Italian government begins talks on Covid ‘super green pass’

Italy is set to tighten the rules on its health certificate scheme from December as Covid-19 contagion and hospitalisation rates continue to rise.

Employees in Italy must show Covid health passes to access workplaces.
Employees in Italy must show Covid health passes to access workplaces - but are the rules about to get stricter? Photo: Marco Bertorello/AFP

Note: This article is no longer being updated. Please find the latest news here.

Italian Prime Minister Mario Draghi will hold a meeting with regional leaders on Monday evening, beginning several days of talks on a new government decree which is expected to be announced by Friday, reports national broadcaster Rai.

As the health situation has worsened across Italy in recent weeks – particularly in the north-eastern regions of Friuli Venezia Giulia, Veneto and the autonomous province of Bolzano – leaders of local governments are increasingly pushing for new measures, mainly in the form of further restrictions on the unvaccinated under a so-called “super green pass” scheme.

KEY POINTS: Italy’s new plans to contain the Covid fourth wave

Italy began rolling out its health certificate or ‘green pass’ for domestic use in August, initially making it a requirement at many leisure and cultural venues such as cinemas and indoor restaurants, before extending its use to workplaces and some forms of public transport.

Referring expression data
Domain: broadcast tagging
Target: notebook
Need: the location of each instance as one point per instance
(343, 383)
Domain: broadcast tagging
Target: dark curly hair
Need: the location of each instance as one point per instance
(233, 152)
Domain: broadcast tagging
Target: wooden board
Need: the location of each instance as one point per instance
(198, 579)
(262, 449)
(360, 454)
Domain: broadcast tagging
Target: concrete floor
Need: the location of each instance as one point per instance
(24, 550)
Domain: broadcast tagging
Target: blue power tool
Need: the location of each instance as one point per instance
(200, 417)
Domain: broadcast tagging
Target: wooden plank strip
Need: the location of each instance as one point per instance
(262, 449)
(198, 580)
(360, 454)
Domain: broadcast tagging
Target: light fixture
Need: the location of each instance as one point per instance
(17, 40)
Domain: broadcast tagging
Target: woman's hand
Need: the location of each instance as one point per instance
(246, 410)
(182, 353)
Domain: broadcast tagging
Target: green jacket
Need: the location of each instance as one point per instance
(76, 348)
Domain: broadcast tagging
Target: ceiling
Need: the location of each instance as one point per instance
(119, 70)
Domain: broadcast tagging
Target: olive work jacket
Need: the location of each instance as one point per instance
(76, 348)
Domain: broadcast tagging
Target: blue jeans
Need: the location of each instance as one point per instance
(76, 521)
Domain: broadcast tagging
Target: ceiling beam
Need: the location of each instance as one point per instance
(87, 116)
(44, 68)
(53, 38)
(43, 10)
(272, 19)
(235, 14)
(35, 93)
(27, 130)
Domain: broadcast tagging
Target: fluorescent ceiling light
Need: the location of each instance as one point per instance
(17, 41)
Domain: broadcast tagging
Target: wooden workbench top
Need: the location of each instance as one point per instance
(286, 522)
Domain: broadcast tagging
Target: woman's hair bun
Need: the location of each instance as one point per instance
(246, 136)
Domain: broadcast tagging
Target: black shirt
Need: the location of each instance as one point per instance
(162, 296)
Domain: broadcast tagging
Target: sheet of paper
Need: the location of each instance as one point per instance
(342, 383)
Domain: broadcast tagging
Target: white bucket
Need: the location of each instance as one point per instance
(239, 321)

--

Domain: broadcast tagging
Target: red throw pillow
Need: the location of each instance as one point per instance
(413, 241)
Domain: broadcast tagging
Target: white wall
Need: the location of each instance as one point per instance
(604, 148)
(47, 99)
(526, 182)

==

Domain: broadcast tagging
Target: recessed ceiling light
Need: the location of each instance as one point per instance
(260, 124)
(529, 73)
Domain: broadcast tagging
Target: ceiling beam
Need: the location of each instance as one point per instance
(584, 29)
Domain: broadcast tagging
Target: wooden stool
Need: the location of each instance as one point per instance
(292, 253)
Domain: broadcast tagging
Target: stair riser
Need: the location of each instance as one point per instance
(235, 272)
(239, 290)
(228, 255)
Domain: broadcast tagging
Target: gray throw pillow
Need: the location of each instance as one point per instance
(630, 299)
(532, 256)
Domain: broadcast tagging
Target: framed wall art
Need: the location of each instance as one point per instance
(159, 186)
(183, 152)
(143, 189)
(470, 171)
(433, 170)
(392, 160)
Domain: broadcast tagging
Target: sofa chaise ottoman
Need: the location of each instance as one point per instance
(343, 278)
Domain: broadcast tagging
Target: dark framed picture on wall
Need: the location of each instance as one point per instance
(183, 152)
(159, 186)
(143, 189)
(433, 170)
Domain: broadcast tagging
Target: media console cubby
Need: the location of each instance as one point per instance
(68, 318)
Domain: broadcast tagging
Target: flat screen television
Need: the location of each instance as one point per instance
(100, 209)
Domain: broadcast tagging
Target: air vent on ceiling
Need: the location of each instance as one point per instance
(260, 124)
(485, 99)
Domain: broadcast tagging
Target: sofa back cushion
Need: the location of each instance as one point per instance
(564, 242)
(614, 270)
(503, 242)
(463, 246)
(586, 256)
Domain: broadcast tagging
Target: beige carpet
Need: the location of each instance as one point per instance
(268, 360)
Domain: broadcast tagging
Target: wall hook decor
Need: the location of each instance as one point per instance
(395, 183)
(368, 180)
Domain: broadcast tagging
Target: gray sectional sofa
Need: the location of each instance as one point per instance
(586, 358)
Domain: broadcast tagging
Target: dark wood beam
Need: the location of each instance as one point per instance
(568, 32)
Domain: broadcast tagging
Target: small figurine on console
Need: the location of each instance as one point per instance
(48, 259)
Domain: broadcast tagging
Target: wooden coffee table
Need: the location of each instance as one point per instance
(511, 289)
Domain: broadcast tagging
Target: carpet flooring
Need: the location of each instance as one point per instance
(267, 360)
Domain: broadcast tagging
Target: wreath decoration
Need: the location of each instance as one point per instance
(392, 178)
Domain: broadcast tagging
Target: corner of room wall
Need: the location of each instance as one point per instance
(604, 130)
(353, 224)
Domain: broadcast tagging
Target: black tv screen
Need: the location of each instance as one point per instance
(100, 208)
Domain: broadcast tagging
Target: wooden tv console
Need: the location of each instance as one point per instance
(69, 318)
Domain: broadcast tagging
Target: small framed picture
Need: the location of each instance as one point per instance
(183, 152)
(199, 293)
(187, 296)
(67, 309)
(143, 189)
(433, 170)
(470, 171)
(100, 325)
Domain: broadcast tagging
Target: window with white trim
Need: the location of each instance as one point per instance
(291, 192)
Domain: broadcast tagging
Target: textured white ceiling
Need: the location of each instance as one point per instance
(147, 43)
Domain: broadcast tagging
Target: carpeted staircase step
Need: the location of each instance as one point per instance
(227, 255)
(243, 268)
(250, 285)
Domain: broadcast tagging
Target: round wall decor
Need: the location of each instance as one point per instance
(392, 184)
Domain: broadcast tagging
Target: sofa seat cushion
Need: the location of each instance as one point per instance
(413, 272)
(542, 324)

• [Aim of the exercise] Resume the article on Italy's "super green pass" talks, picking up right after its last sentence.

• [Exercise response]
The certificate shows that the bearer has been vaccinated against Covid-19, has recovered from the disease within the last six months, or has tested negative in the last few days.

Instead, the proposed ‘super green pass’ would only be issued to those who are vaccinated or recovered, with passes issued based on testing in future only valid for entry to workplaces.

Photo: Andreas Solaro/AFP

While no concrete decisions have yet been made, sources within the health ministry have indicated that it is considering the measure for any region declared a higher-risk ‘orange’ zone.

“Closures and restrictions must not be paid for by the vaccinated,” said Health Undersecretary Andrea Costa, adding that the ‘super green pass’ plan would “guarantee the unvaccinated access to workplaces and basic needs, but certain activities such as going to a restaurant, cinema or theatre should be reserved for the vaccinated if the situation worsens.”

“It is clear that we must bring in new initiatives,” he said in an interview with Sky TG24 on Sunday.

EXPLAINED: Will Italy bring in a Covid lockdown for the unvaccinated?

At the moment all of Italy remains in the lowest-risk ‘white’ zone, with few health measures in place.

However several regions are now nearing the thresholds at which they would be moved into the ‘yellow’ zone next week, and – if the situation continues to worsen – then risk being placed under orange zone restrictions two weeks later.

Costa said a planned third dose obligation for health workers “is already foreseen and I think it will be approved this week.”

Health Minister Roberto Speranza put forward proposals last week to make third doses obligatory for the healthcare staff already subject to a vaccine requirement, and also to cut the validity of Italy’s Covid-19 health certificate – the so-called green pass – from 12 to nine months for people who are vaccinated, including with a third dose.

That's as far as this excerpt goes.